◆ **Seçilen metin**
Hareket ve eylemin bağlantısını kendi içimde deneyimliyorum gitgide. 25’li yaşlarımdan itibaren hareket etme ve aynı zamanda eyleme geçme isteğimi taşınarak, yer değişterek, ev değiştirerek ve her seferinde bir şeylerin daha değişik olacağını bekliyerek sürdürdürdüm.
40’lı yaşlarımın ortalarında yogaya ve terapiye başladıktan sonra bedenimi hareket ettirmeye başlamak içimdekileri kelimelere dökmeye öalışmak zaman zaman beni rahatlattı. Aynı zamanda iç dünyamın yükünü taşıyamadığımda, ya da kendimi sıkışmış hissettiğimde yine tatile giderek, yer değişikliği yaparak hayatımın akışını değiştirebileceğime inanmak istedim. Bazen bu değişikliklikler doğru zamanda ve doğru kararlar olmasına rağmen, bazende yer değişimlerim sadece beni yordu.

◆ **Alıştırma verileri**
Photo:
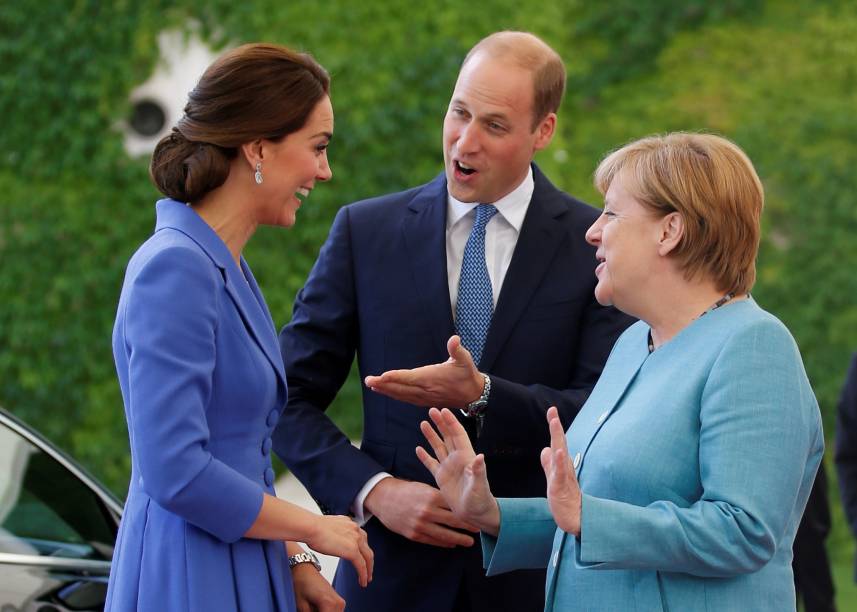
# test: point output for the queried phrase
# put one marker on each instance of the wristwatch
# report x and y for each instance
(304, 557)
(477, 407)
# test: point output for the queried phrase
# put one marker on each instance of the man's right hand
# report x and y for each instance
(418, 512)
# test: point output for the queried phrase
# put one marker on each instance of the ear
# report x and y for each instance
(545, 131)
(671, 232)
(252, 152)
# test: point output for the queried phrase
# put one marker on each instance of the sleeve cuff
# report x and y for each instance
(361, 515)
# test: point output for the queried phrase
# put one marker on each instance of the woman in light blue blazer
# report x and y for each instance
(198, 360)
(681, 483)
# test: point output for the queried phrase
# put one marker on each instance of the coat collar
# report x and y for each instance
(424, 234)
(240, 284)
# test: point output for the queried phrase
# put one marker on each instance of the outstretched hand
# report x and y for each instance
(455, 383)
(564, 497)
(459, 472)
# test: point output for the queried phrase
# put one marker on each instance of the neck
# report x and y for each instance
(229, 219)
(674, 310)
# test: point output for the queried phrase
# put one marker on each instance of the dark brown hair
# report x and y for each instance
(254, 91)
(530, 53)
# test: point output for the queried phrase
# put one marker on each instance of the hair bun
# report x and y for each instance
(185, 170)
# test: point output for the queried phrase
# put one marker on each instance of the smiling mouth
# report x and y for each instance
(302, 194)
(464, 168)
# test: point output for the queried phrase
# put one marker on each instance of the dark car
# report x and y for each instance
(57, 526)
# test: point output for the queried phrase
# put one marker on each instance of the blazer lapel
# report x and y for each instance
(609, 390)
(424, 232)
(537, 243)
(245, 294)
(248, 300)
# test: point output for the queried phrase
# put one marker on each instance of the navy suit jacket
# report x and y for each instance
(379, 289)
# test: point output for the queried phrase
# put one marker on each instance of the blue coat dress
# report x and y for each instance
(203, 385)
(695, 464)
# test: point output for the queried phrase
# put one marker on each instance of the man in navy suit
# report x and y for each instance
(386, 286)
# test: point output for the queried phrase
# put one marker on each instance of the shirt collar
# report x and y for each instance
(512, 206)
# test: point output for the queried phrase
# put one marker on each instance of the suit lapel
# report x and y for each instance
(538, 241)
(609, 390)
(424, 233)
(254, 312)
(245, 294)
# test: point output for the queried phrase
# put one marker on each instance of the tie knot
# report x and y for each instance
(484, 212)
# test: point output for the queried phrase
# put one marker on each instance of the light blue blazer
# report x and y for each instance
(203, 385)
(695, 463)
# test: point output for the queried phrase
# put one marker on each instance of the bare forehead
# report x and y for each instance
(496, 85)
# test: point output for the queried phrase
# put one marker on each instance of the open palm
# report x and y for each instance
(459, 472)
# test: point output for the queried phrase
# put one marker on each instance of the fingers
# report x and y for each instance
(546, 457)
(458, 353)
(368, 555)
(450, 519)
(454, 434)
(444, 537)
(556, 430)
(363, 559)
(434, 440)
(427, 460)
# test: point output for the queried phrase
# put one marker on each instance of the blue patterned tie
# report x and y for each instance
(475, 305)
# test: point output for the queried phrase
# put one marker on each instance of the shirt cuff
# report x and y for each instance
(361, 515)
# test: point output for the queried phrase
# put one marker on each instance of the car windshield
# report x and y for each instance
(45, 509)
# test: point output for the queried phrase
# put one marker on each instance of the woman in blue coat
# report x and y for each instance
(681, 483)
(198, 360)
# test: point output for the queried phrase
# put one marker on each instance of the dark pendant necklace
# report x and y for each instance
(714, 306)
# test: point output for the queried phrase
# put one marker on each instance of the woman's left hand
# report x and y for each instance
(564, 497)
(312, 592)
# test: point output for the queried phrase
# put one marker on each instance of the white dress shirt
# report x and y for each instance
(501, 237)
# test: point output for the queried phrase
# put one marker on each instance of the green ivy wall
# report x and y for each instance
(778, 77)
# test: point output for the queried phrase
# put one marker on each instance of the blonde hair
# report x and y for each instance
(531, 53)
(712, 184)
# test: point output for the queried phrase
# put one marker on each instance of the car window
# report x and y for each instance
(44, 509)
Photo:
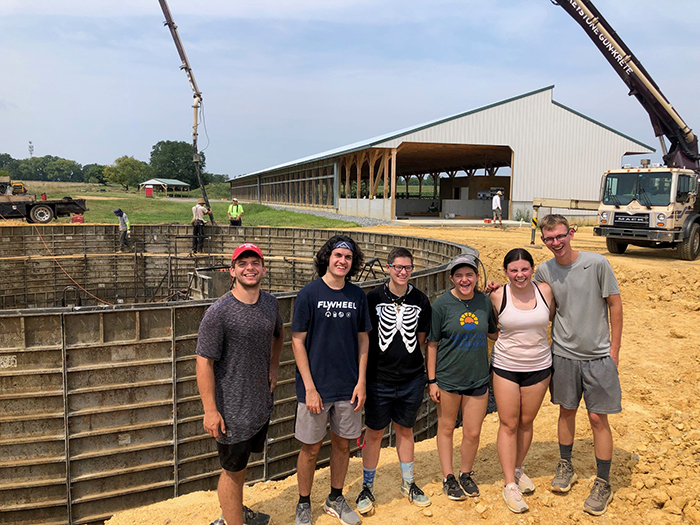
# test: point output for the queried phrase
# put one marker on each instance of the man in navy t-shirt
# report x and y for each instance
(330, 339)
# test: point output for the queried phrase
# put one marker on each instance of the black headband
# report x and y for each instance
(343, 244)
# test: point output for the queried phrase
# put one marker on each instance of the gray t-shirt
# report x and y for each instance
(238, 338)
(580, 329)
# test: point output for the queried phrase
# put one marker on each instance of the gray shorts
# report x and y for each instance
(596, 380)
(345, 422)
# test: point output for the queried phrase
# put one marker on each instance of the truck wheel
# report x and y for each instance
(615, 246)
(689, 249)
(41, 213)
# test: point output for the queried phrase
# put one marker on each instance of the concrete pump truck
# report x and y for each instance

◆ **Görev 1**
Seçilen metne göre anlatıcının hangi durumlarda tatile gidip yer değiştirdiğini ve bunu neden yaptığını bir ila üç cümleyle açıklayın.
◆ **Görev 2**
Seçilen metindeki bilgilere göre aşağıdaki soruları yanıtlayın.
(a) Anlatıcı, taşınarak ve ev değiştirerek hareket etme isteğini hangi yaşlardan itibaren sürdürmüştür?
(b) Anlatıcı yogaya ve terapiye hangi yaşlarda başlamıştır?
(c) Anlatıcıya göre yer değişimleri bazen onu nasıl etkilemiştir?
Yanıt verirken yalnızca seçilen metinde yazanlara dayanın.

◆ **Yanıtınız 1**
Anlatıcı, iç dünyasının yükünü taşıyamadığında ya da kendini sıkışmış hissettiğinde tatile gidip yer değiştirmiştir. Bunu, böylece hayatının akışını değiştirebileceğine inanmak istediği için yapmıştır.

◆ **Yanıtınız 2**
(a) 25'li yaşlarından itibaren.
(b) 40'lı yaşlarının ortalarında.
(c) Bazen yalnızca onu yormuştur.